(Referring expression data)

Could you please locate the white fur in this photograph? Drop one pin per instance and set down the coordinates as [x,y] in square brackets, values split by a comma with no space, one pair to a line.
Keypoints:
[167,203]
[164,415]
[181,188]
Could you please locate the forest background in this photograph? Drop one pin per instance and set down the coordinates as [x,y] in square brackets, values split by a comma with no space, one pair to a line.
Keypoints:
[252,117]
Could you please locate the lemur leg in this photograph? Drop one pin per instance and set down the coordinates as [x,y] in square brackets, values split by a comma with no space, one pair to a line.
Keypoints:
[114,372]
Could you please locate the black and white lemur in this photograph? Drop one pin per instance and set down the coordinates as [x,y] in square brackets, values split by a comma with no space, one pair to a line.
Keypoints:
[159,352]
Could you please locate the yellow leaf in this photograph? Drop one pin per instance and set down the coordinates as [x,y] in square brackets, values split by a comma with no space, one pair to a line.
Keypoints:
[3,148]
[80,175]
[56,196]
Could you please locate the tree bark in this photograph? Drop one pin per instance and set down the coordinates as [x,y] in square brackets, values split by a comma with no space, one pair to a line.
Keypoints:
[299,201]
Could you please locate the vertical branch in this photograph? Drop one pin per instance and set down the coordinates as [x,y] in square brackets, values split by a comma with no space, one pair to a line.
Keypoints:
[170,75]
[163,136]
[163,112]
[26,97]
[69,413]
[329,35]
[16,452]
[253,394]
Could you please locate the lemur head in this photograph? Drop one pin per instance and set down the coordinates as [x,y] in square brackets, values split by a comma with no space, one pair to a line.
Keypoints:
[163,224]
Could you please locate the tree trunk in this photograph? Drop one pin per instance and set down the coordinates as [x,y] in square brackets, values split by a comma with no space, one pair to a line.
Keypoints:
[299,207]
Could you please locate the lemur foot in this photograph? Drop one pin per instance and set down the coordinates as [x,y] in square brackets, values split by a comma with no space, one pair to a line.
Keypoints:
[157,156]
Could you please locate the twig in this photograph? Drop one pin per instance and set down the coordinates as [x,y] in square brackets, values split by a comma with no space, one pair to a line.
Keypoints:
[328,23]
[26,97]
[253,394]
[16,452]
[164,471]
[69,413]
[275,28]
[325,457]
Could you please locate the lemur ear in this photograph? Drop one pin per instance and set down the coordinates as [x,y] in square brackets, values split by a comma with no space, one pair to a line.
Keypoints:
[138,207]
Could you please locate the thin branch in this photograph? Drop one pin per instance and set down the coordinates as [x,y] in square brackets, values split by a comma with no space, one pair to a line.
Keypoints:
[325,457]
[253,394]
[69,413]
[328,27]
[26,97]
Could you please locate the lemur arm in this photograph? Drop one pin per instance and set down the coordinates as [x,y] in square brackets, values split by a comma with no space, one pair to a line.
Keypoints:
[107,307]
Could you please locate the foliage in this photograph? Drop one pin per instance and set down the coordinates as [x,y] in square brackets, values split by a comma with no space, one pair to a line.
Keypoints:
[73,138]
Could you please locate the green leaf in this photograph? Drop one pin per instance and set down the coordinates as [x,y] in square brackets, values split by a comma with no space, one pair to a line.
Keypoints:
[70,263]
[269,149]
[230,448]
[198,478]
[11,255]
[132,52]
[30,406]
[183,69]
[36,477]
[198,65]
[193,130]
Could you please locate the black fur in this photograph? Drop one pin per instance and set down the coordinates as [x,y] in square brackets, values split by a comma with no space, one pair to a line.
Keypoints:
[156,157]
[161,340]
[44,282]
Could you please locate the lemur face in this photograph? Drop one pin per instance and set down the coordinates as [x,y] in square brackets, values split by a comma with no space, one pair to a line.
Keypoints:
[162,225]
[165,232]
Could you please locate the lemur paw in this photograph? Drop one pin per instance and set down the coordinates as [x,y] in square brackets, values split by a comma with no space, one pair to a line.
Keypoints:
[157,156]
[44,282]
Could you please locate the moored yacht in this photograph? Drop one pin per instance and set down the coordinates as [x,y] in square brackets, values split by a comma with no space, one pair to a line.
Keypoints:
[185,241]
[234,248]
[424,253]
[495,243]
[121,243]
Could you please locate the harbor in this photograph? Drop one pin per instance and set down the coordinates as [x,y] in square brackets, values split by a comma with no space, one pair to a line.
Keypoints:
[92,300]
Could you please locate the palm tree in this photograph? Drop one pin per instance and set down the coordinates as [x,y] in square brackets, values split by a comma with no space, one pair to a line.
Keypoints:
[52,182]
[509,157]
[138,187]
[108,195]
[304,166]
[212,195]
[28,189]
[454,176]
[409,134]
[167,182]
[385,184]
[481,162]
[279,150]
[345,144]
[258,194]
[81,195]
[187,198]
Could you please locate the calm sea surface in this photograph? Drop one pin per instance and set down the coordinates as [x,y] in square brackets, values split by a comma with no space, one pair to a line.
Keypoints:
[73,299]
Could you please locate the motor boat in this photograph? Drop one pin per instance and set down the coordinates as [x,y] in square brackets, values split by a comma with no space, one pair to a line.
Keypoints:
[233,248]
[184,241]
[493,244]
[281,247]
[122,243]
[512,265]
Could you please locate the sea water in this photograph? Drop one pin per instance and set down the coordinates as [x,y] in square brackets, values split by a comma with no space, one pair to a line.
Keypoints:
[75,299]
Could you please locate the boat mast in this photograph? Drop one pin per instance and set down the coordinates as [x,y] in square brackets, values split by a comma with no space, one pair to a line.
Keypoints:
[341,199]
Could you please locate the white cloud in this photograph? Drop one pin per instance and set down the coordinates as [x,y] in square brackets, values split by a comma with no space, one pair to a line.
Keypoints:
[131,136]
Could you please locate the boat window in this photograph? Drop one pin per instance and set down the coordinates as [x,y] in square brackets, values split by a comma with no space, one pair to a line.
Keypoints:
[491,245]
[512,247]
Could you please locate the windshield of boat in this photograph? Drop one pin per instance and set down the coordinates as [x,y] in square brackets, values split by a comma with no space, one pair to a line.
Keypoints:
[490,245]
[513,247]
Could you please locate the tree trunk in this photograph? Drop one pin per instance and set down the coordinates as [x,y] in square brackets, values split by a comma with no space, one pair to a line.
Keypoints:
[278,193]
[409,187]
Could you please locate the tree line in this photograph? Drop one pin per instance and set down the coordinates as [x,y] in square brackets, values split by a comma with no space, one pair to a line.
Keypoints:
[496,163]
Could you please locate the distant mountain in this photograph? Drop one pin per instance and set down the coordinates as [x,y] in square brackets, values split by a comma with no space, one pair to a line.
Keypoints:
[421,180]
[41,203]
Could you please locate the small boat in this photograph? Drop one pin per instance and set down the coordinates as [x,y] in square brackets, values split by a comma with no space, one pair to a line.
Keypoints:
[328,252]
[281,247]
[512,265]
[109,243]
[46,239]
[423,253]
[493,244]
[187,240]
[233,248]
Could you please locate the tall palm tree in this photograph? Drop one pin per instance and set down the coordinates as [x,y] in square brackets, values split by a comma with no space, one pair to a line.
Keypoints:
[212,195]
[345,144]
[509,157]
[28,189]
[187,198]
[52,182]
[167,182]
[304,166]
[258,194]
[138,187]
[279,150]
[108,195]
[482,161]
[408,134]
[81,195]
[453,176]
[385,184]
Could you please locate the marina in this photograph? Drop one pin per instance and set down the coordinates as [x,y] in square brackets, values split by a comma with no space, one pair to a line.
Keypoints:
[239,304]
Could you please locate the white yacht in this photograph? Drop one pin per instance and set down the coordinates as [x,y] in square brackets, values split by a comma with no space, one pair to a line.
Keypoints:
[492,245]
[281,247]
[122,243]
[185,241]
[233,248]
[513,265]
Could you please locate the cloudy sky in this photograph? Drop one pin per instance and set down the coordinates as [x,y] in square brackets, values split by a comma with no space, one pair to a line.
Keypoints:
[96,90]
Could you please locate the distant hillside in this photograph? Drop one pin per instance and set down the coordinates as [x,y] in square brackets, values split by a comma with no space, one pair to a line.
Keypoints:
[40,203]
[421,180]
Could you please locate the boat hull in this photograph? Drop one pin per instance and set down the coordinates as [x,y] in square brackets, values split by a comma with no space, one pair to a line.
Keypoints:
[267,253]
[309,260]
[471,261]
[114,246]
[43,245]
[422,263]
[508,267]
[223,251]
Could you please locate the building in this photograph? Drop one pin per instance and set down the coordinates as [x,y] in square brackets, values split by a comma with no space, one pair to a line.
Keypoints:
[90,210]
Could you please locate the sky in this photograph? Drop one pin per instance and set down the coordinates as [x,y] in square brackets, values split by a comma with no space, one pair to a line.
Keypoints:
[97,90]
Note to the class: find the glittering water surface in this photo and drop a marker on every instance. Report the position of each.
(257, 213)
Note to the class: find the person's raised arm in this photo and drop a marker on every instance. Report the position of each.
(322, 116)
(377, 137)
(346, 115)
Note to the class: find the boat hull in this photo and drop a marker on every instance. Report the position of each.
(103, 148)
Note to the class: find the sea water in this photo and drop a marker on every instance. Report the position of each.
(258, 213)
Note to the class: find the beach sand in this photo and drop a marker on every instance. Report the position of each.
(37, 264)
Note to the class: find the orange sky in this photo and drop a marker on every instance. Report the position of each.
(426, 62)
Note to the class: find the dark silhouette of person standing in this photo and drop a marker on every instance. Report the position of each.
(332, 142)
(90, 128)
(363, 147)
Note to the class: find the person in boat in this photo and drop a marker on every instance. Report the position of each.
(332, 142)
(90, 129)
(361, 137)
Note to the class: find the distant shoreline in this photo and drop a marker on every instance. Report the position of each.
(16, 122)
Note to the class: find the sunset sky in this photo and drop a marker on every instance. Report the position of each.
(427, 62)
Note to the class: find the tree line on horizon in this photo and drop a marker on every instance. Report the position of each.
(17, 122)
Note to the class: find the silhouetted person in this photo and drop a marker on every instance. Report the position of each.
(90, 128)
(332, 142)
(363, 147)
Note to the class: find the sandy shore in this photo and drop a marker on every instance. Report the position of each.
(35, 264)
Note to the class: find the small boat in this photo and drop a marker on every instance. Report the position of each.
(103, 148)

## What you have to do
Among the entries above, the line containing "Could you please locate the calm", the line containing "Could you please locate the windshield", and all lines between them are to be restated word for word; nothing else belongs in the reply.

## Exercise response
Could you please locate the calm sea surface in this photograph? Drop one pin per instance and set down the coordinates as [x,y] in square brackets, values split by a comma with no space, one pair to a line.
Keypoints:
[73,299]
Could you please locate the motor boat in this photograph? Drop one pin per instance and set down the coordinates as [x,y] in square brackets, values split by a comma with no space, one pair to a line.
Keypoints:
[233,248]
[184,241]
[493,244]
[281,247]
[122,243]
[512,265]
Could you please locate the sea water in this photograph? Drop one pin per instance and set down the coordinates as [x,y] in square brackets, values split by a comma with no space, one pair to a line.
Keypoints:
[75,299]
Could you please locate the boat mast in this photograph? Drop one pin per instance and set down the coordinates as [x,y] in square brackets, values split by a comma with no space, one pair to a line.
Keypoints:
[341,199]
Could you please locate the white cloud in this photograph? Drop one pin per instance and set down the coordinates as [x,y] in square brackets, values split by a comma with no space, one pair to a line.
Keypoints:
[131,136]
Could you please locate the boat window in this photograph? Drop one pin per instance and set down the coordinates as [x,y] in square brackets, values split by a comma with no space, one pair to a line.
Keypoints:
[491,245]
[512,247]
Could you please locate the windshield of boat in this photograph? Drop one pin per instance and set down the coordinates as [x,y] in square brackets, values split by a comma with no space, one pair to a line.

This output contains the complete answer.